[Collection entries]
......
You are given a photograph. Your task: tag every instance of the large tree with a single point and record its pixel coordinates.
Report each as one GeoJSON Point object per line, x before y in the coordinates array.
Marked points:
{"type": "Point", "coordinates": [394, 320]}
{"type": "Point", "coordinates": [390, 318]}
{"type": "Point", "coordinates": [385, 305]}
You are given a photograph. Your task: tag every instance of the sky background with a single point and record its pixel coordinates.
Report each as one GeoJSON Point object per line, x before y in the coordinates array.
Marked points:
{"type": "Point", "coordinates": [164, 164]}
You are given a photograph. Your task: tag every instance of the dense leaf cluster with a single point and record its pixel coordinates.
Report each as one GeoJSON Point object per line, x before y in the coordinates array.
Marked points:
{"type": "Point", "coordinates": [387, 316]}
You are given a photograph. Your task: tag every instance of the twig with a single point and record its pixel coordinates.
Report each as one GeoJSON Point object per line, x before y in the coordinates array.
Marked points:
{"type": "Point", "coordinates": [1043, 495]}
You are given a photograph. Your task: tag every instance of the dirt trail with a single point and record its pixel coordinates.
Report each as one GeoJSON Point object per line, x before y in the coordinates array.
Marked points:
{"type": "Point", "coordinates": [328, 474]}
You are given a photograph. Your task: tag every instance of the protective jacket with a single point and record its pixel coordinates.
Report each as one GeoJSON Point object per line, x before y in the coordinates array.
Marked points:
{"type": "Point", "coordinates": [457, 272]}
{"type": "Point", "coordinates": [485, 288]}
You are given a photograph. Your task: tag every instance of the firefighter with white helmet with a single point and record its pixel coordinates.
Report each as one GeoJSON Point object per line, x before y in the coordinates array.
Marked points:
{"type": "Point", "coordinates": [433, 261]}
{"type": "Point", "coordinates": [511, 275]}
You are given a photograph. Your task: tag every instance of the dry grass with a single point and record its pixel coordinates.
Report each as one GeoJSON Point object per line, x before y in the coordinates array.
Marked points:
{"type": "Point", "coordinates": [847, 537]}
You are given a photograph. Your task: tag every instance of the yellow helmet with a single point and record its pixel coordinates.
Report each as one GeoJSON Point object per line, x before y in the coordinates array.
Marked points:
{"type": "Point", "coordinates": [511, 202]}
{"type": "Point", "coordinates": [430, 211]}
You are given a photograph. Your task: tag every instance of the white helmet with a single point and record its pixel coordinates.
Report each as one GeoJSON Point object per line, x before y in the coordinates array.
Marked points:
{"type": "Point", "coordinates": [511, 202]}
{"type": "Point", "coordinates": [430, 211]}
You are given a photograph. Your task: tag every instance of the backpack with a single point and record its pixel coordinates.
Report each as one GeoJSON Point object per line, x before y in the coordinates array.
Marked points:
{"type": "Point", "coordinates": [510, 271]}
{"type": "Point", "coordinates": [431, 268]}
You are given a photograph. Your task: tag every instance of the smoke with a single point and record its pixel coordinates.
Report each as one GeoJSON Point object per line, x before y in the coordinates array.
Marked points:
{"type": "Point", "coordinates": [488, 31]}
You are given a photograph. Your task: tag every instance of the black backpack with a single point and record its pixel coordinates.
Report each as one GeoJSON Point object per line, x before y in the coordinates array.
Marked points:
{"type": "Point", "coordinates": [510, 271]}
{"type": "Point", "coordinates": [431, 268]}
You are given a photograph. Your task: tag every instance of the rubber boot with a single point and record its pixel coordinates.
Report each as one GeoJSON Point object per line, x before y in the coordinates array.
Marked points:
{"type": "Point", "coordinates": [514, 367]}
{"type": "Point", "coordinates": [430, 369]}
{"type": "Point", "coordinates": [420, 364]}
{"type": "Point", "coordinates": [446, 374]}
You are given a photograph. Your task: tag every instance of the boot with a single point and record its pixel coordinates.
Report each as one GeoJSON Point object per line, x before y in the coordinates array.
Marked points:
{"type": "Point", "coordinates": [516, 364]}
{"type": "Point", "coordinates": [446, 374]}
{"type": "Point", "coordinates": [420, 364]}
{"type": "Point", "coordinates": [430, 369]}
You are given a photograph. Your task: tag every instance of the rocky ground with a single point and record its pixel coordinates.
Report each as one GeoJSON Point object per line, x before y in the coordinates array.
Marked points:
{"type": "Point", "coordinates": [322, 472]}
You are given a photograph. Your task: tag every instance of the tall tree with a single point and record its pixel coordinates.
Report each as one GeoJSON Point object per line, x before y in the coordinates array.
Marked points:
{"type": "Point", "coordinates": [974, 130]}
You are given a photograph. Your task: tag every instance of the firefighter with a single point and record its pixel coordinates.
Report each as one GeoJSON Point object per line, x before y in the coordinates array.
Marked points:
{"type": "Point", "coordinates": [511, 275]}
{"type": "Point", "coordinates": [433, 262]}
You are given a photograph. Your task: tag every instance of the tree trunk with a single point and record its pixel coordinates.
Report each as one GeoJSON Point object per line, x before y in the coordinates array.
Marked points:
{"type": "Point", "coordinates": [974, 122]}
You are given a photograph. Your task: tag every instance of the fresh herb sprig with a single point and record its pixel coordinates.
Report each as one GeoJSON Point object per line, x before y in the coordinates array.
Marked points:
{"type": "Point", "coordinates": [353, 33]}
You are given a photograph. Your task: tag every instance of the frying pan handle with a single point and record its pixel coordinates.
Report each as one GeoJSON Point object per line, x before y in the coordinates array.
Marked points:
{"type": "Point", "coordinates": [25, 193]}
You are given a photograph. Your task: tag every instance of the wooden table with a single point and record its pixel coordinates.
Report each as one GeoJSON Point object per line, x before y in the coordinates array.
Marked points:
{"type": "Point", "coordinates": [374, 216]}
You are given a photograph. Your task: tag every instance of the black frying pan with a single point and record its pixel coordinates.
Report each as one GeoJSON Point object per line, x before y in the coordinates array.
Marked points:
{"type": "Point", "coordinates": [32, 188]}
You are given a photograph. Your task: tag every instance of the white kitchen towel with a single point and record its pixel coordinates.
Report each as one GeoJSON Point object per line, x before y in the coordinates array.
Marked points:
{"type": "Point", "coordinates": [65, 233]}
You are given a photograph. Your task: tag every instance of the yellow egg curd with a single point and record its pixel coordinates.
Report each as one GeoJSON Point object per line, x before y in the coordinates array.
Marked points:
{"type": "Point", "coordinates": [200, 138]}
......
* [HOW TO COMPLETE THIS TASK]
The lines to copy are those above that contain "black".

* [FINISHED TASK]
You are given a photograph. Your task: tag every instance of the black backpack with a single point and record its pixel coordinates.
You are given a photograph. Your task: tag every instance of the black frying pan with a single point and record its pixel coordinates.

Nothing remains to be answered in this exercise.